# Work item A
Reproduce the stretch of the coffee passage from "An estimated 66%" through "effects on humans.", word for word.
# Work item B
Carry on the article about coffee and health from its final sentence onward.

Coffee: Good? Bad? Both?

As coffee is the 2nd-most consumed beverage in the world (2nd only to water), there is a lot of discussion and research on its effects on health.  Unfortunately, the research is generally from low-quality observational trials, but there appears to be some meaningful takeaways.


An estimated 66% of Americans drank coffee in the past day, and coffee consumption is at a two-decade high.

Coffee contains over 700 volatile (readily evaporated) substances.  Of the nonvolatile substances, caffeine is the most important one in terms of its physiologic effects on humans.

There are many potential contaminants in coffee, including pesticides, nitrosamines, organic solvents, and mycotoxins due to moldy beans.



A 6 oz cup of coffee contains 85-100 mg of caffeine.

For comparison:

  • Tea = 40 mg
  • 12 oz soda = 45 mg
  • Decaffeinated coffee = 2 mg

Caffeine is completely absorbed from the gut, and its peak effect is evident in 30-60 minutes.

The daily dose of coffee intake at which caffeine withdrawal occurs is 2.5 cups per day.


Research on Coffee

The following research is mostly derived from low-quality studies – prospective, observational, correlational studies – from which cause-effect relationships cannot be derived.  Also, there is significant variability in results, with studies coming to different conclusions in many areas.  Thus, the following bullet points indicate which direction the research leans toward.

# Recorded data
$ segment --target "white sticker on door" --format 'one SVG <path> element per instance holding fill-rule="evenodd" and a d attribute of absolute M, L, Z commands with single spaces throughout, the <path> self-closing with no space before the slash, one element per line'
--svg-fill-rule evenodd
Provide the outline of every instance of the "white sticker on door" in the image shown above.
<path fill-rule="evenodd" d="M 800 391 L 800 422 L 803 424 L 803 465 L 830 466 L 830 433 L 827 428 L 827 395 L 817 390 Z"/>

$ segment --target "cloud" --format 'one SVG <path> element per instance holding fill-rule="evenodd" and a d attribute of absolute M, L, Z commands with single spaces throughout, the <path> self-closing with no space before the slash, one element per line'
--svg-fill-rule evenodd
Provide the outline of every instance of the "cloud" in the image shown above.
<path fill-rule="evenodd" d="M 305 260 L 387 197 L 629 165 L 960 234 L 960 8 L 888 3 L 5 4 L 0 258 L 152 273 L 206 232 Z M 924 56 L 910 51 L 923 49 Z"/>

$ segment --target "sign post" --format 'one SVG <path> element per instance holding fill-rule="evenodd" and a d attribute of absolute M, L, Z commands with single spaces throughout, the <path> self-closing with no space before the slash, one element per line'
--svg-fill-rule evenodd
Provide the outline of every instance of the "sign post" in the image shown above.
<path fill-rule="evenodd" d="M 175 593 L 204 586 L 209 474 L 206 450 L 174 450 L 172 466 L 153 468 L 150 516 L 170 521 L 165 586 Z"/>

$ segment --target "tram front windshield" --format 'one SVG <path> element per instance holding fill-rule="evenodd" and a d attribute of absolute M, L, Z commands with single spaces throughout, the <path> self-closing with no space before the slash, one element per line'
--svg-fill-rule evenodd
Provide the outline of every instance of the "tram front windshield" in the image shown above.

# Answer A
An estimated 66% of Americans drank coffee in the past day, and coffee consumption is at a two-decade high.

Coffee contains over 700 volatile (readily evaporated) substances.  Of the nonvolatile substances, caffeine is the most important one in terms of its physiologic effects on humans.

# Answer B
Interpret with caution.


Positive Effects

Increases metabolic rate

Increases adiponectin

Reduces levels of uric acid; associated with lower risk of gout

Improve exercise performance

Correlated with lower rates of colon cancer

Lower rates of Parkinson’s Disease in men, and women not on HRT

Moderate consumption of coffee is associated with a 31% decrease in mortality

In women, depression risk decreases with increasing coffee consumption

May be associated with decreased risk of dementia (inconsistent data)

Decreased risk of Parkinson’s Disease

Association with liver health benefits

  • Decreased liver enzymes
  • Inhibition of Hepatitis B virus
  • Inhibition of replication of Hepatitis C virus, less severe fibrosis, decreased steatosis (fatty liver), decreased evolution of chronic Hepatitis C, better tolerance of interferon therapy
  • Decreased fatty liver, decreased progression to fibrosis in NAFLD
  • Decreased risk of hepatocellular carcinoma, a liver cancer

Association with decreased Metabolic Syndrome

Nonsignificant effect on insulin resistance

Decreased risk of Type 2 Diabetes

Association with decreased risk of gallstones in women, but not in men

Decreased risk of gallbladder cancer



Negative Effects

Increases heart rate and blood pressure

Increases cortisol

Coffee contains mycotoxins

Correlated with increased risk of Parkinson’s in post-menopausal women using HRT

Intake of > 300 mg/day of caffeine can increase risk of miscarriage

Increases anxiety; induces panic attacks in large proportion of individuals with panic disorder

Disrupts sleep if consumed within 6 hours of bedtime

Increased risk of stomach cancer



In moderation, coffee poses no threat to one’s health.  Naturally decaffeinated, filter-brewed coffee poses even less threat.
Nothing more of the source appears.